-- Excerpt --
● ● ● ● ● ● ●

# The ads that made them famous



## audiogodz1 (Jan 5, 2010)

In addition to the Ampguts magazine threads on Ampguts, I'll be doing a thread here on all the ads seen in the old Car Audio mags that we are so familiar with and loved. Many of them that made us buy the products we now cherish as old school enthusiasts.

A lot of time the forum will compress the images and so will your browser. IF this happens to see them in full size you should right click and open in a completely new tab or window. 

.........I'm also sneaking in this art ad from the new machines section because it features original art.


----------



## audiogodz1 (Jan 5, 2010)




----------



## audiogodz1 (Jan 5, 2010)




----------



## audiogodz1 (Jan 5, 2010)




----------



## audiogodz1 (Jan 5, 2010)




----------



## audiogodz1 (Jan 5, 2010)

I'm working on some more soon, gonna take a bit to get it sorted.


----------



## audiogodz1 (Jan 5, 2010)

● ● ● ● ● ● ●

-- Record set --
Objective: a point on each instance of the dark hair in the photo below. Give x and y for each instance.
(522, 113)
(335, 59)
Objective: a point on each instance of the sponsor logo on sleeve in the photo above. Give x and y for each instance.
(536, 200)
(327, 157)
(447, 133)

● ● ● ● ● ● ●

-- Direction --
Write out the part of the car audio ads thread above starting with "# The ads that" and going on through "tab or window.".

-- Response below --
# The ads that made them famous



## audiogodz1 (Jan 5, 2010)

In addition to the Ampguts magazine threads on Ampguts, I'll be doing a thread here on all the ads seen in the old Car Audio mags that we are so familiar with and loved. Many of them that made us buy the products we now cherish as old school enthusiasts.

A lot of time the forum will compress the images and so will your browser. IF this happens to see them in full size you should right click and open in a completely new tab or window.